▶ KUTIPAN BACAAN
Pandemi COVID-9 beberapa tahun lalu menyisakan hingga kini suatu metode bekerja secara hybrid. Apakah bekerja secara hybrid masih relevan saat ini, terutama di tahun 2024 mendatang?
Pandemi yang berlangsung selama tiga tahun nyatanya memberikan dampak pada dunia kerja yang mengalami suatu transformasi besar-besaran, yaitu munculnya pekerjaan hybrid. Dalam dua tahun terakhir, kerja hybrid telah menjadi hal yang biasa di banyak perusahaan, bahkan sudah menjadi ketentuan normatif bagi 28,2 persen dari seluruh karyawan tetap.

▶ BAHAN SUMBER
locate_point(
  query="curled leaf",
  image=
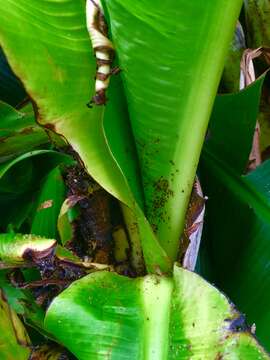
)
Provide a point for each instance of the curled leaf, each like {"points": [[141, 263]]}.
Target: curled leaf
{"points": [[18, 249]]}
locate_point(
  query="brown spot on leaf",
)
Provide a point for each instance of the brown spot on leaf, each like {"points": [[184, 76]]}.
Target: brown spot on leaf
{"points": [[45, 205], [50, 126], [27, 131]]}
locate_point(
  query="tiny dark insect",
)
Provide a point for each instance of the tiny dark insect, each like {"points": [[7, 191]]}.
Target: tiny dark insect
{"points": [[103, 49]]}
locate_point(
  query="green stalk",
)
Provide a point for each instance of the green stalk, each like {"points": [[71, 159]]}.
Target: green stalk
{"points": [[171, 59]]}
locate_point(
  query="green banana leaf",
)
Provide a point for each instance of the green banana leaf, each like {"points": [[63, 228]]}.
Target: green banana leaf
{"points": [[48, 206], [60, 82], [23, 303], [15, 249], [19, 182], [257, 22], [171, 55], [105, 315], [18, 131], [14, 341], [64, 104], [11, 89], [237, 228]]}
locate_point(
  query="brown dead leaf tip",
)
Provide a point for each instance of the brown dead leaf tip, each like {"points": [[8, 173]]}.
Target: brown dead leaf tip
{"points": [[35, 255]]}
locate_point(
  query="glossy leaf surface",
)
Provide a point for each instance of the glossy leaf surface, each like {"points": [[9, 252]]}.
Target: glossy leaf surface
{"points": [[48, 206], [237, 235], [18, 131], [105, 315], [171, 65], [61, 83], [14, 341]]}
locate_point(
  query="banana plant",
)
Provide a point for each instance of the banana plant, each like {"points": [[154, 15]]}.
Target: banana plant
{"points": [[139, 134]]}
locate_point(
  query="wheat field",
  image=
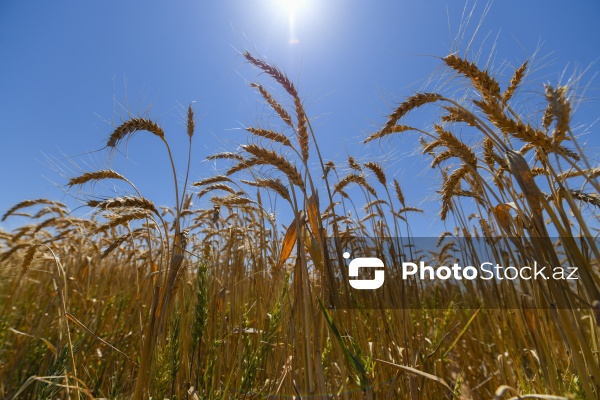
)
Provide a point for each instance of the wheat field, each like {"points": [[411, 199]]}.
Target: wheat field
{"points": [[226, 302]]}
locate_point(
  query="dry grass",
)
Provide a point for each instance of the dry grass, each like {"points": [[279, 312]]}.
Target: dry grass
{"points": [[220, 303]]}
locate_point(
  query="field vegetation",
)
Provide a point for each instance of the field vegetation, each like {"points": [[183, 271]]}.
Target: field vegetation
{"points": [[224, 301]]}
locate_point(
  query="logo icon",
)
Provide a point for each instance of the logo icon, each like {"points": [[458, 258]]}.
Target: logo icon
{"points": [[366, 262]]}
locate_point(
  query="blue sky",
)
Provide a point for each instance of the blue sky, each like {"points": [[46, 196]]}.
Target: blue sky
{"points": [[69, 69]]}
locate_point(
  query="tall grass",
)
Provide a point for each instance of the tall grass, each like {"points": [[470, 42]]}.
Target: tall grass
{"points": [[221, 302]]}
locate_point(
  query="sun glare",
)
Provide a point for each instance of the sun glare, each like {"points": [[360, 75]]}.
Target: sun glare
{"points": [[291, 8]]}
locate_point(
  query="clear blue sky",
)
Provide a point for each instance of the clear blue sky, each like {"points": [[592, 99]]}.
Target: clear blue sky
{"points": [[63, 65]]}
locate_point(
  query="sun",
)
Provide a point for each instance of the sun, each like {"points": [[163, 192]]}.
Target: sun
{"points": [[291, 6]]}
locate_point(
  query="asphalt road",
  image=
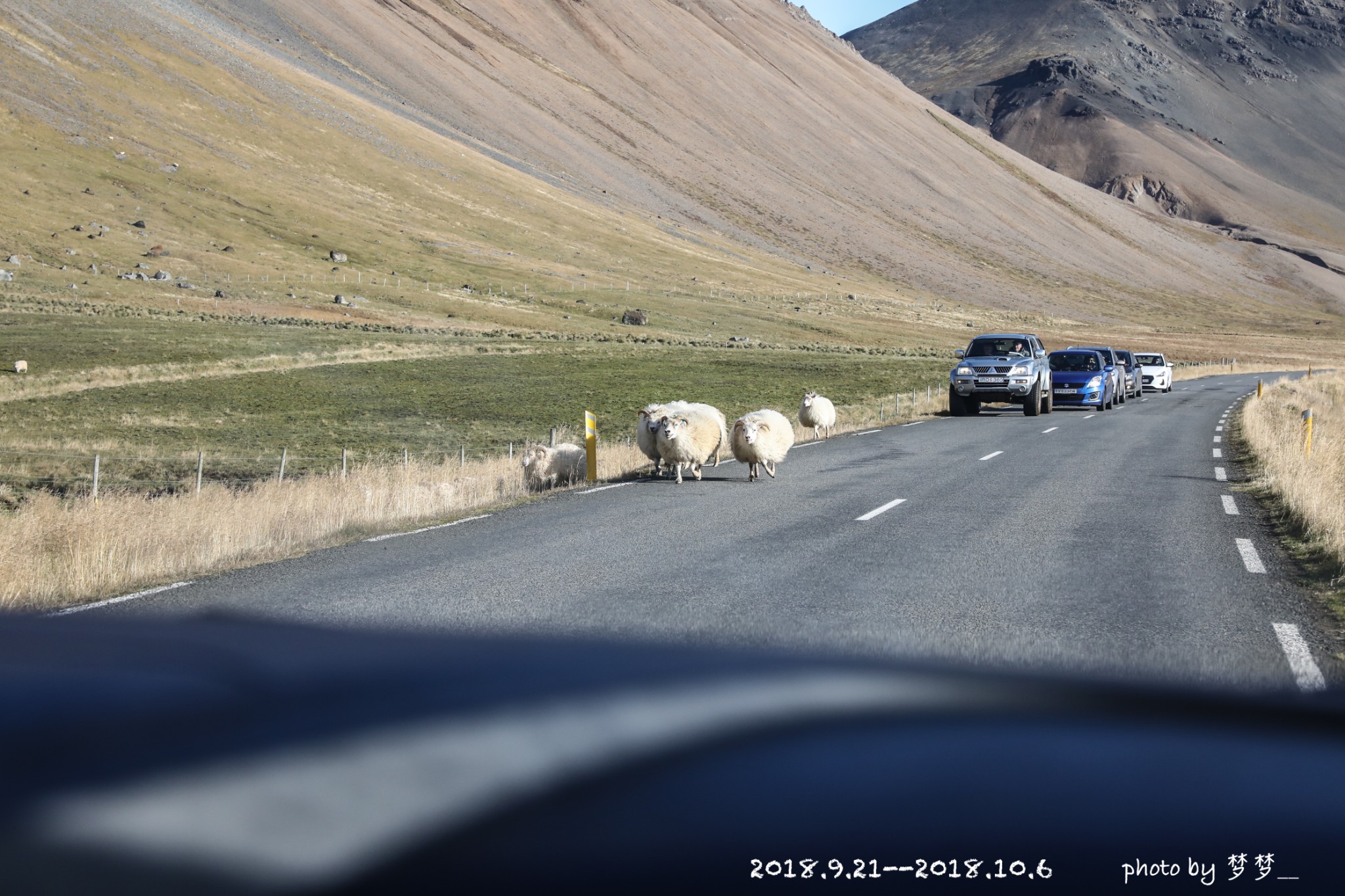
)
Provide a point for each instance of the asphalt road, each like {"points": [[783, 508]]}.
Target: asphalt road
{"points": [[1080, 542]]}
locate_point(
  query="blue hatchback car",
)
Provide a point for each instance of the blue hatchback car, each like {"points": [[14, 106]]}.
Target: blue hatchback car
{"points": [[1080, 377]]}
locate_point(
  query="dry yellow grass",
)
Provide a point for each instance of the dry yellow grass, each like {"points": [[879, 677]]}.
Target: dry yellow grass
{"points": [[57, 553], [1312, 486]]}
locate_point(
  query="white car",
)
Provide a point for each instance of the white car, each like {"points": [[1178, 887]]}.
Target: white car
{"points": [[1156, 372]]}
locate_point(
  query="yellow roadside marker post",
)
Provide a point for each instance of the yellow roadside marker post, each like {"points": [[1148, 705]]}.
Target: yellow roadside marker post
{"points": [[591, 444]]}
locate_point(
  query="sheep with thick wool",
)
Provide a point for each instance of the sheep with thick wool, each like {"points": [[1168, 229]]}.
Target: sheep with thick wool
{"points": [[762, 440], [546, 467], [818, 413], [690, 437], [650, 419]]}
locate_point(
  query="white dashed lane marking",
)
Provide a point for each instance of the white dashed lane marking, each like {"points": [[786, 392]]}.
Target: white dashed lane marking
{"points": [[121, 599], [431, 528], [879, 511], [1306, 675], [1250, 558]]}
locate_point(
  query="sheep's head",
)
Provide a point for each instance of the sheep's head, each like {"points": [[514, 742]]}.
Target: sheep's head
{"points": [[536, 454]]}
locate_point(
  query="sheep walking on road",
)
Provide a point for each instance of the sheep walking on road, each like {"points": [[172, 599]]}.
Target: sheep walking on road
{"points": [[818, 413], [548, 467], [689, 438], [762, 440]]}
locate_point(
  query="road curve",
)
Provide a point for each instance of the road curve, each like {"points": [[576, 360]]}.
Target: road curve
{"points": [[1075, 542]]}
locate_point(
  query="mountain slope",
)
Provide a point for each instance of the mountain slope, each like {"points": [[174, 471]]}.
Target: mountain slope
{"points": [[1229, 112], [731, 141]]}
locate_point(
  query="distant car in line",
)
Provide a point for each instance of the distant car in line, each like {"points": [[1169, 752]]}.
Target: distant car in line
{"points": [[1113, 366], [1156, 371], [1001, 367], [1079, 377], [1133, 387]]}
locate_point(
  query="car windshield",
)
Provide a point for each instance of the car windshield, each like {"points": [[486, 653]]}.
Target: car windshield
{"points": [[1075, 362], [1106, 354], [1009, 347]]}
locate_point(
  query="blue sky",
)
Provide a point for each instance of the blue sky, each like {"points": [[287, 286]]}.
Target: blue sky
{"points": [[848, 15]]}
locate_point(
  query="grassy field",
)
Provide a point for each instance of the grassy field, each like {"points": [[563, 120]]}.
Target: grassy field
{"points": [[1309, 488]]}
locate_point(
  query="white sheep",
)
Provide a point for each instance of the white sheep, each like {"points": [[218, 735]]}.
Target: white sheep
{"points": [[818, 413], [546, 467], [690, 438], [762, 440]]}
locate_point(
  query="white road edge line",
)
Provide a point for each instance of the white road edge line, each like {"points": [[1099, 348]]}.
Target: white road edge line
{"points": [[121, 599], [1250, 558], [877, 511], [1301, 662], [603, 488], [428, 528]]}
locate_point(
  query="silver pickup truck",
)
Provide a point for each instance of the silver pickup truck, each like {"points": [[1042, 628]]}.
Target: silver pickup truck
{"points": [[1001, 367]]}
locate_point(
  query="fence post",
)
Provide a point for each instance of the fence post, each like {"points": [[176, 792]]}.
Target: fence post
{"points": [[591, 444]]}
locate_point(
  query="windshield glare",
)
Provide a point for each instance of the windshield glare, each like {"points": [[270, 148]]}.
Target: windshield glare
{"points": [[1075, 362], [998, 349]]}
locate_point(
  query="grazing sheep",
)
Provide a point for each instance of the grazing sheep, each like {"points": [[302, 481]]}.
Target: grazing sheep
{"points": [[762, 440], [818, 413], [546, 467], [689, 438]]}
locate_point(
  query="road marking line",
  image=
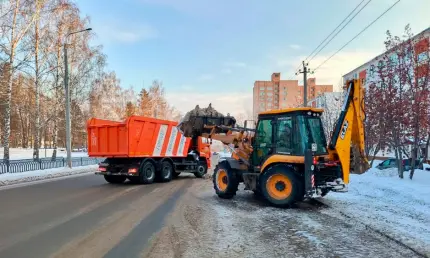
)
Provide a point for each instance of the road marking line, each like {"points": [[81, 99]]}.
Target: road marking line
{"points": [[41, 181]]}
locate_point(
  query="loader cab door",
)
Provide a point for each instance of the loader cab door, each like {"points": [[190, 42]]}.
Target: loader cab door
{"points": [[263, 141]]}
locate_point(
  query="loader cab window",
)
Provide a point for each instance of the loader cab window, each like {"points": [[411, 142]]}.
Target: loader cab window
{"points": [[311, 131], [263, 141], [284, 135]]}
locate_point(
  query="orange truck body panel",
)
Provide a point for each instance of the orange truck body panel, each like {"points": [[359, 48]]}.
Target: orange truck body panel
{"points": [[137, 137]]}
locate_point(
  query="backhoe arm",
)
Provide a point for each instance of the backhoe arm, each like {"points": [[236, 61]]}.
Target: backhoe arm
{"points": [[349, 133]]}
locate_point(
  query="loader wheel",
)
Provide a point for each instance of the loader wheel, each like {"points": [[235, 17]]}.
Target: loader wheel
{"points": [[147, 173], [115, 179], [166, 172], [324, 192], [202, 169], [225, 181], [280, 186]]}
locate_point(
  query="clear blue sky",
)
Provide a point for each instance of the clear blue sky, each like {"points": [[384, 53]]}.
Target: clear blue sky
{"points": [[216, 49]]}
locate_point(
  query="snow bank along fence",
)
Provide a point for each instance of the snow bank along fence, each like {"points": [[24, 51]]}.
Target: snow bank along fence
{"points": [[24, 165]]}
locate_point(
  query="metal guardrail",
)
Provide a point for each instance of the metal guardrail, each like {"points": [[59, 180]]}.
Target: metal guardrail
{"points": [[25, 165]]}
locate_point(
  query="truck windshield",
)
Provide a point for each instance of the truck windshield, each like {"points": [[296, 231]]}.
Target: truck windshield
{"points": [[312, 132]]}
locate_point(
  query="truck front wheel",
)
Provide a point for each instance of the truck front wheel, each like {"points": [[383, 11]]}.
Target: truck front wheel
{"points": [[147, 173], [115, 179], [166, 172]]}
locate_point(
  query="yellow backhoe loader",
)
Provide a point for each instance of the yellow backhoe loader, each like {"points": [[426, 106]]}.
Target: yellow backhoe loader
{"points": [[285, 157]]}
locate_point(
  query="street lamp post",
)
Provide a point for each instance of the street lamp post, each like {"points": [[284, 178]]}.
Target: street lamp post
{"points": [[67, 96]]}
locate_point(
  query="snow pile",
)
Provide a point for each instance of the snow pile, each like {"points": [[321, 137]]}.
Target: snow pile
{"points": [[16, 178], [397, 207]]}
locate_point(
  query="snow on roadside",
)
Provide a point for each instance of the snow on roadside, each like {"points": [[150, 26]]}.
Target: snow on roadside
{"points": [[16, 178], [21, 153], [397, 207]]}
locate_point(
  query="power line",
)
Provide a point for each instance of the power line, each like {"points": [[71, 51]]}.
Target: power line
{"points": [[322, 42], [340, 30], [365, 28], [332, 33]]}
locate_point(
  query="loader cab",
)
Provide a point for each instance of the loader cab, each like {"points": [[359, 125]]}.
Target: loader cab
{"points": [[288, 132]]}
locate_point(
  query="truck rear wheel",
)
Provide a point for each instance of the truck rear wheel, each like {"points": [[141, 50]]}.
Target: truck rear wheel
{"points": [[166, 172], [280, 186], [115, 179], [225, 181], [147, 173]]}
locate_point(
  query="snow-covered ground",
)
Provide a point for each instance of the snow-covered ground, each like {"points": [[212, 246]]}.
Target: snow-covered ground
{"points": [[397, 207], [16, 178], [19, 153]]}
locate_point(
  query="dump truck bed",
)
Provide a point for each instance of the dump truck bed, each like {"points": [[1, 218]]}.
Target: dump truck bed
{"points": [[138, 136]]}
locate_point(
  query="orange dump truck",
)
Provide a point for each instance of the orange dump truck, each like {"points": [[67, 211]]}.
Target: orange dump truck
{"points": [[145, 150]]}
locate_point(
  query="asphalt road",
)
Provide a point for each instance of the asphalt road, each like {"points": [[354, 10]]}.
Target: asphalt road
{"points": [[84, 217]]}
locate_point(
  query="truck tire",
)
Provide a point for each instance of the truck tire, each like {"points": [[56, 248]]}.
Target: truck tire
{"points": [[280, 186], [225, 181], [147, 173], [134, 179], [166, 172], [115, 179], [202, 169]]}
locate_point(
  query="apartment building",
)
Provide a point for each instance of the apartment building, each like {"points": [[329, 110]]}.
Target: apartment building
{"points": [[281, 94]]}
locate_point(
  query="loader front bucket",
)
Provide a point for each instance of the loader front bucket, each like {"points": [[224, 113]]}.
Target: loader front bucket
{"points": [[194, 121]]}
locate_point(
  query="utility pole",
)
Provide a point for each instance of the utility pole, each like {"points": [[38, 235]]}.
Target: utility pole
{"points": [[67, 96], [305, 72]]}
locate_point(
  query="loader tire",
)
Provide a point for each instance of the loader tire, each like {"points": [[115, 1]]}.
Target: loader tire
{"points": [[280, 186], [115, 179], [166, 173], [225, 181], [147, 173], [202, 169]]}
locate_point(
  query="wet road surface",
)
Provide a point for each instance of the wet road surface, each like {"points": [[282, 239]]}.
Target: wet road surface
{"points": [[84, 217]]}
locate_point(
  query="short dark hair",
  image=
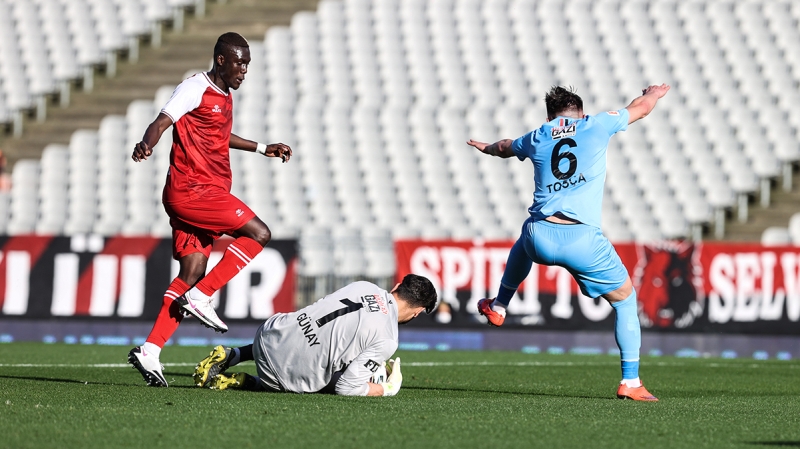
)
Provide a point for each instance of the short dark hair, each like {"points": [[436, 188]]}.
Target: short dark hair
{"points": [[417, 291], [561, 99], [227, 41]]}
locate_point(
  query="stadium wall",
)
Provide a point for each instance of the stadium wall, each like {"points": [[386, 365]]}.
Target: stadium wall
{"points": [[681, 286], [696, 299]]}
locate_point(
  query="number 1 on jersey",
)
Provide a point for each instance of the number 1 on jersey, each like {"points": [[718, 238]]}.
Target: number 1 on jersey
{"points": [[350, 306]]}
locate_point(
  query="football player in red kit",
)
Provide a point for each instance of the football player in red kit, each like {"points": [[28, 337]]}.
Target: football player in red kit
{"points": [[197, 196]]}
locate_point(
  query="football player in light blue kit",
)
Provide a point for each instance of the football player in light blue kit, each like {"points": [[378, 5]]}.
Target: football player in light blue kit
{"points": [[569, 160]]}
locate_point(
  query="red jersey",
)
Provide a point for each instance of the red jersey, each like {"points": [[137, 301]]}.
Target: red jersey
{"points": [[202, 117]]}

▶ TUGAS
Tuliskan kembali bagian kutipan tentang kerja hybrid, dari "Pandemi yang berlangsung" sampai "seluruh karyawan tetap.", tanpa mengubah satu kata pun.

▶ TEMPAT JAWABAN
Pandemi yang berlangsung selama tiga tahun nyatanya memberikan dampak pada dunia kerja yang mengalami suatu transformasi besar-besaran, yaitu munculnya pekerjaan hybrid. Dalam dua tahun terakhir, kerja hybrid telah menjadi hal yang biasa di banyak perusahaan, bahkan sudah menjadi ketentuan normatif bagi 28,2 persen dari seluruh karyawan tetap.